>>>>

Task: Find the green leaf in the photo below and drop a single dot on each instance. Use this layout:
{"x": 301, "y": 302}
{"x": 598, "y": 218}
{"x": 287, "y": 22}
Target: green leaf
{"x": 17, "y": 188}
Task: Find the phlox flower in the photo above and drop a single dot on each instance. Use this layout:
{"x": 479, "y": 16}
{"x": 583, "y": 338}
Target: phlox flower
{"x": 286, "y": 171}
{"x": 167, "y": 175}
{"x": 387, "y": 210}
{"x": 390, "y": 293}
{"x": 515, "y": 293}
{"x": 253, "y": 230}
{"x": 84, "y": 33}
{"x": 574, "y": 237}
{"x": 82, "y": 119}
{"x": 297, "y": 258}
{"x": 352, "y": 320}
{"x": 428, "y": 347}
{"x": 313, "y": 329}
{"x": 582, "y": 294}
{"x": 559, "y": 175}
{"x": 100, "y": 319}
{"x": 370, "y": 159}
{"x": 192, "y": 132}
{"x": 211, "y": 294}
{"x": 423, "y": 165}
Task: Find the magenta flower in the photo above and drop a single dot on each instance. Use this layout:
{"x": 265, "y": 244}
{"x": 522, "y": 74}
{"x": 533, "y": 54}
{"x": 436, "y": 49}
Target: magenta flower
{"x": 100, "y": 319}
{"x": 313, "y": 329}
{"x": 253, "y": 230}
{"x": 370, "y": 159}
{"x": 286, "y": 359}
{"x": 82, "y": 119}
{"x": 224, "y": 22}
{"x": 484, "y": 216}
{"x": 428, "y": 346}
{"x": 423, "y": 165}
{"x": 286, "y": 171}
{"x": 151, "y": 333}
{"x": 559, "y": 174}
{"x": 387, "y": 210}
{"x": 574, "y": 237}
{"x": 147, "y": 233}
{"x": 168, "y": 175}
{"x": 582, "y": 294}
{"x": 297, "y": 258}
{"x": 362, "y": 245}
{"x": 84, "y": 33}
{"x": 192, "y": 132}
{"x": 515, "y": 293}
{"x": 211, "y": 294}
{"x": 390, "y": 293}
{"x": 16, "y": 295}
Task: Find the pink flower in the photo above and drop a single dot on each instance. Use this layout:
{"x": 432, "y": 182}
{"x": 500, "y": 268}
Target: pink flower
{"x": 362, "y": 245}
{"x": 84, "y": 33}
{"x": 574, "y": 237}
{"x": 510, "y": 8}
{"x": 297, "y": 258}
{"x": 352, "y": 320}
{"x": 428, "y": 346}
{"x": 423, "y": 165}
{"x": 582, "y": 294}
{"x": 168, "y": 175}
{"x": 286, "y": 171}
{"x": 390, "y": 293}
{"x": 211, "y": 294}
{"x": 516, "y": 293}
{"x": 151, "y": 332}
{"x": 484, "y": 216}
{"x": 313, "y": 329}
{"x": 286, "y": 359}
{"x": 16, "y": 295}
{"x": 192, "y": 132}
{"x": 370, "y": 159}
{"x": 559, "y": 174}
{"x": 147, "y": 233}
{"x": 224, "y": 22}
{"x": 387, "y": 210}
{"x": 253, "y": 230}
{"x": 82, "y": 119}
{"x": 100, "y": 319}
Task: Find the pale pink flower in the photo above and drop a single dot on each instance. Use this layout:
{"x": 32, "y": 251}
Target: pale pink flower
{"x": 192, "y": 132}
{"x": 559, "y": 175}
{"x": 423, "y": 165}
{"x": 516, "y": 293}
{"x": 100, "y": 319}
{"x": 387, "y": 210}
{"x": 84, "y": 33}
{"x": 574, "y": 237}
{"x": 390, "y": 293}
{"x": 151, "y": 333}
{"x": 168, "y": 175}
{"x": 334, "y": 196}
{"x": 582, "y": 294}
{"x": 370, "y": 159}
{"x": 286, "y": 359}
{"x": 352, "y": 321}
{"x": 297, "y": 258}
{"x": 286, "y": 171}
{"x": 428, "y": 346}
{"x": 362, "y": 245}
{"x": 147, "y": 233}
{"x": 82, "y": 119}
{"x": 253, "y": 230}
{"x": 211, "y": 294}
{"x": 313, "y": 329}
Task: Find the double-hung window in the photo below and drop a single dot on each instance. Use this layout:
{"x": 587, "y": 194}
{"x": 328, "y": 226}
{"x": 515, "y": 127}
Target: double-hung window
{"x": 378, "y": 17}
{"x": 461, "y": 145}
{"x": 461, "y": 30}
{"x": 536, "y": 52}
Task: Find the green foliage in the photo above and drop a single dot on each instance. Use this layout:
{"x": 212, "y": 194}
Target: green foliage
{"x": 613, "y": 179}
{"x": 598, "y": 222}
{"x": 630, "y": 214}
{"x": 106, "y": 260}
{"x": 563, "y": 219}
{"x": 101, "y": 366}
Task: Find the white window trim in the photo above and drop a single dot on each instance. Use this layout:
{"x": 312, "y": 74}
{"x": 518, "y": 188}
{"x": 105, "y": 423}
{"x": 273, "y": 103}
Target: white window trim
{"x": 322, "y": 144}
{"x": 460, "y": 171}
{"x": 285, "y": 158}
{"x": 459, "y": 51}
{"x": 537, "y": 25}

<<<<

▸ **STATED TASK**
Reproduce the listing shown above in its entirety, exactly.

▸ **SOLUTION**
Task: Find the green leaf in the photo below and drop a single dot on each instance. Use this layout:
{"x": 301, "y": 302}
{"x": 598, "y": 218}
{"x": 287, "y": 22}
Target: green leaf
{"x": 17, "y": 188}
Task: Find the phlox flower in the photo above and drop a single dot on each instance. Use this layout:
{"x": 479, "y": 16}
{"x": 583, "y": 338}
Target: phlox flower
{"x": 286, "y": 171}
{"x": 167, "y": 175}
{"x": 387, "y": 210}
{"x": 390, "y": 293}
{"x": 515, "y": 293}
{"x": 253, "y": 230}
{"x": 84, "y": 33}
{"x": 574, "y": 237}
{"x": 82, "y": 119}
{"x": 297, "y": 258}
{"x": 352, "y": 320}
{"x": 428, "y": 347}
{"x": 313, "y": 329}
{"x": 582, "y": 294}
{"x": 559, "y": 175}
{"x": 100, "y": 319}
{"x": 370, "y": 159}
{"x": 192, "y": 132}
{"x": 211, "y": 294}
{"x": 423, "y": 165}
Task: Find the magenta flower in the photo above and drop a single dot on each instance. Use this layout:
{"x": 265, "y": 244}
{"x": 522, "y": 74}
{"x": 533, "y": 54}
{"x": 436, "y": 49}
Target: magenta flower
{"x": 100, "y": 319}
{"x": 313, "y": 329}
{"x": 253, "y": 230}
{"x": 370, "y": 159}
{"x": 286, "y": 359}
{"x": 82, "y": 119}
{"x": 224, "y": 22}
{"x": 484, "y": 216}
{"x": 428, "y": 346}
{"x": 423, "y": 165}
{"x": 286, "y": 171}
{"x": 151, "y": 333}
{"x": 559, "y": 174}
{"x": 387, "y": 210}
{"x": 574, "y": 237}
{"x": 147, "y": 233}
{"x": 168, "y": 175}
{"x": 582, "y": 294}
{"x": 297, "y": 258}
{"x": 362, "y": 245}
{"x": 84, "y": 33}
{"x": 192, "y": 132}
{"x": 515, "y": 293}
{"x": 211, "y": 294}
{"x": 390, "y": 293}
{"x": 16, "y": 295}
Task: Find the pink flower in the photo above and drop a single dot on each instance. Use this layout:
{"x": 432, "y": 182}
{"x": 500, "y": 268}
Target: pink flower
{"x": 362, "y": 245}
{"x": 84, "y": 33}
{"x": 574, "y": 237}
{"x": 510, "y": 8}
{"x": 297, "y": 258}
{"x": 352, "y": 320}
{"x": 428, "y": 346}
{"x": 423, "y": 165}
{"x": 582, "y": 294}
{"x": 168, "y": 175}
{"x": 286, "y": 171}
{"x": 390, "y": 293}
{"x": 211, "y": 294}
{"x": 516, "y": 293}
{"x": 151, "y": 332}
{"x": 484, "y": 216}
{"x": 313, "y": 329}
{"x": 286, "y": 359}
{"x": 16, "y": 295}
{"x": 192, "y": 132}
{"x": 370, "y": 159}
{"x": 559, "y": 174}
{"x": 147, "y": 233}
{"x": 224, "y": 22}
{"x": 387, "y": 210}
{"x": 253, "y": 230}
{"x": 82, "y": 119}
{"x": 100, "y": 319}
Task: Find the pale pink flower in the photo above and drop a single dot on each instance. Use this layout:
{"x": 32, "y": 251}
Target: pale pink flower
{"x": 192, "y": 132}
{"x": 559, "y": 175}
{"x": 423, "y": 165}
{"x": 516, "y": 293}
{"x": 100, "y": 319}
{"x": 387, "y": 210}
{"x": 84, "y": 33}
{"x": 574, "y": 237}
{"x": 390, "y": 293}
{"x": 151, "y": 333}
{"x": 168, "y": 175}
{"x": 334, "y": 196}
{"x": 582, "y": 294}
{"x": 370, "y": 159}
{"x": 286, "y": 359}
{"x": 352, "y": 321}
{"x": 297, "y": 258}
{"x": 286, "y": 171}
{"x": 428, "y": 346}
{"x": 362, "y": 245}
{"x": 147, "y": 233}
{"x": 82, "y": 119}
{"x": 253, "y": 230}
{"x": 211, "y": 294}
{"x": 313, "y": 329}
Task: Find the double-hung window in the photo below and drop a single dot on each instance. Use this layout:
{"x": 587, "y": 194}
{"x": 328, "y": 226}
{"x": 515, "y": 127}
Target: double-hung window
{"x": 378, "y": 17}
{"x": 461, "y": 145}
{"x": 461, "y": 30}
{"x": 536, "y": 52}
Task: Find the green foliage in the photo above and drop a single dot on each instance. Use this layout:
{"x": 212, "y": 194}
Target: green foliage
{"x": 613, "y": 179}
{"x": 598, "y": 222}
{"x": 630, "y": 214}
{"x": 106, "y": 260}
{"x": 563, "y": 219}
{"x": 101, "y": 366}
Task: Find the white window trim in the photo above and drop a single dot on each instance. Use this layout:
{"x": 312, "y": 74}
{"x": 518, "y": 188}
{"x": 105, "y": 423}
{"x": 273, "y": 103}
Target: white window trim
{"x": 322, "y": 144}
{"x": 460, "y": 171}
{"x": 285, "y": 158}
{"x": 459, "y": 51}
{"x": 537, "y": 25}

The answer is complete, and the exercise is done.